--- begin PAGE TEXT ---

Elijah of Buxton is a children's novel written by Christopher Paul Curtis and published in 2007. The book won critical praise and was a Newbery Honor book and the winner of the Coretta Scott King Award.  It also was a children's book bestseller.

Summary
Elijah of Buxton is about an eleven
boy, Elijah Freeman, who lives in Buxton, Canada. It was started as the Elgin Settlement, a refugee camp for African-American slaves who escaped via the Underground Railroad to gain freedom in Canada. Elijah is the first free-born child in the settlement, and has never lived under slavery. He has only heard of it. He goes into the United States to help stop a man from his settlement from stealing money from his friend, and learns there that it is a privilege to be free.

Reception
Elijah of Buxton has been well received. School Library Journal called it "an example of everything Curtis does well. His historical research is superior. His characters heartwarming. His prose funny and heart-wrenching in turns." and "A great book and well deserving of any buzz it happens to achieve." Kirkus Reviews gave a starred review, declaring "This is Curtis’s best novel yet, and no doubt many readers, young and old, will finish and say, "This is one of the best books I have ever read.""

--- end PAGE TEXT ---

◆ WRITTEN INSTRUCTION ◆
Answer these questions using the page about Elijah of Buxton:
(a) Which award did the novel win?
(b) What was Buxton first started as?
(c) Which publication gave the book a starred review?
The lines that come after the text are not needed for this work.

--- begin RECORDS PROVIDED ---

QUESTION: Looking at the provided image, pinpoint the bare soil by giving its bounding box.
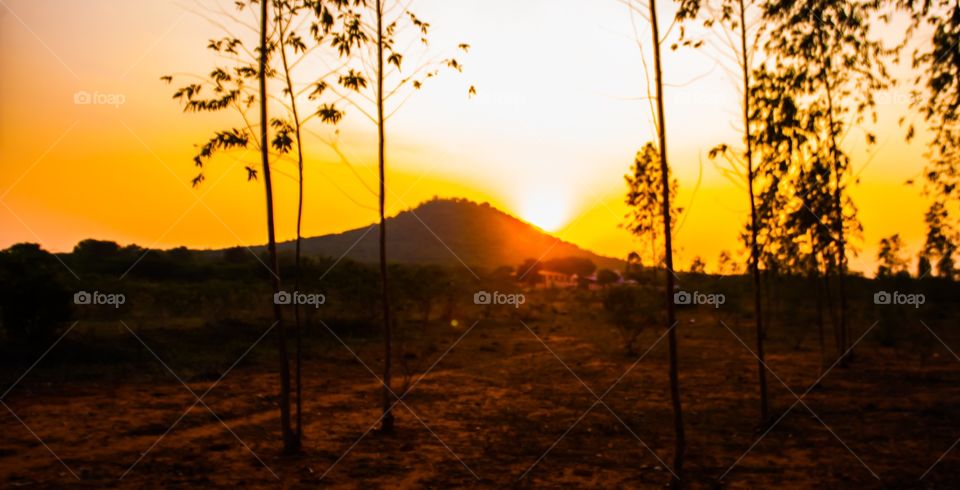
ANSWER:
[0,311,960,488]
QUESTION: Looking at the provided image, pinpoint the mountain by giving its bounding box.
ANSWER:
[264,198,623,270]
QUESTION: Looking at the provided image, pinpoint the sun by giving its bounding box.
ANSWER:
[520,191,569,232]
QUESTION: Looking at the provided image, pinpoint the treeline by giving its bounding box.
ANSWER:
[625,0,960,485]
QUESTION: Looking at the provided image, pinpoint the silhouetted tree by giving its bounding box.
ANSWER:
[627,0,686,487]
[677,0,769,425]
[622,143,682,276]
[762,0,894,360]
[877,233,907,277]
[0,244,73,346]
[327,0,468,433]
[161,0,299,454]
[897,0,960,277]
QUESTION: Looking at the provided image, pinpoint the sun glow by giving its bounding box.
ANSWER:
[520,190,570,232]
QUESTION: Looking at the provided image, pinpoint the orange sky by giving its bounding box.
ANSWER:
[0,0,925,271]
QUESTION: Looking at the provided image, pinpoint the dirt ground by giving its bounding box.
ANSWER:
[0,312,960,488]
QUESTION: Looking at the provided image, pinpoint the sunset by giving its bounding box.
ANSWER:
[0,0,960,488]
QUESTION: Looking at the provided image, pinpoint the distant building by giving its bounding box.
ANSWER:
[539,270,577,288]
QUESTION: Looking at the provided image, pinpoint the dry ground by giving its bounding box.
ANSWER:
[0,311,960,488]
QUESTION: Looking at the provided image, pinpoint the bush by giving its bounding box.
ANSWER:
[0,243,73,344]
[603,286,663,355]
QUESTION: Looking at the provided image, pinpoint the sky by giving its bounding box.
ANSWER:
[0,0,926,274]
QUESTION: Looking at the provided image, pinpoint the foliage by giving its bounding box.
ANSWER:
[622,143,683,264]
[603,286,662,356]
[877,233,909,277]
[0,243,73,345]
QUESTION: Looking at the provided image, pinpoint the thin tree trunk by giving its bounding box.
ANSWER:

--- end RECORDS PROVIDED ---

◆ FINAL RESULT ◆
(a) The Coretta Scott King Award
(b) The Elgin Settlement, a refugee camp for African-American slaves who escaped via the Underground Railroad
(c) Kirkus Reviews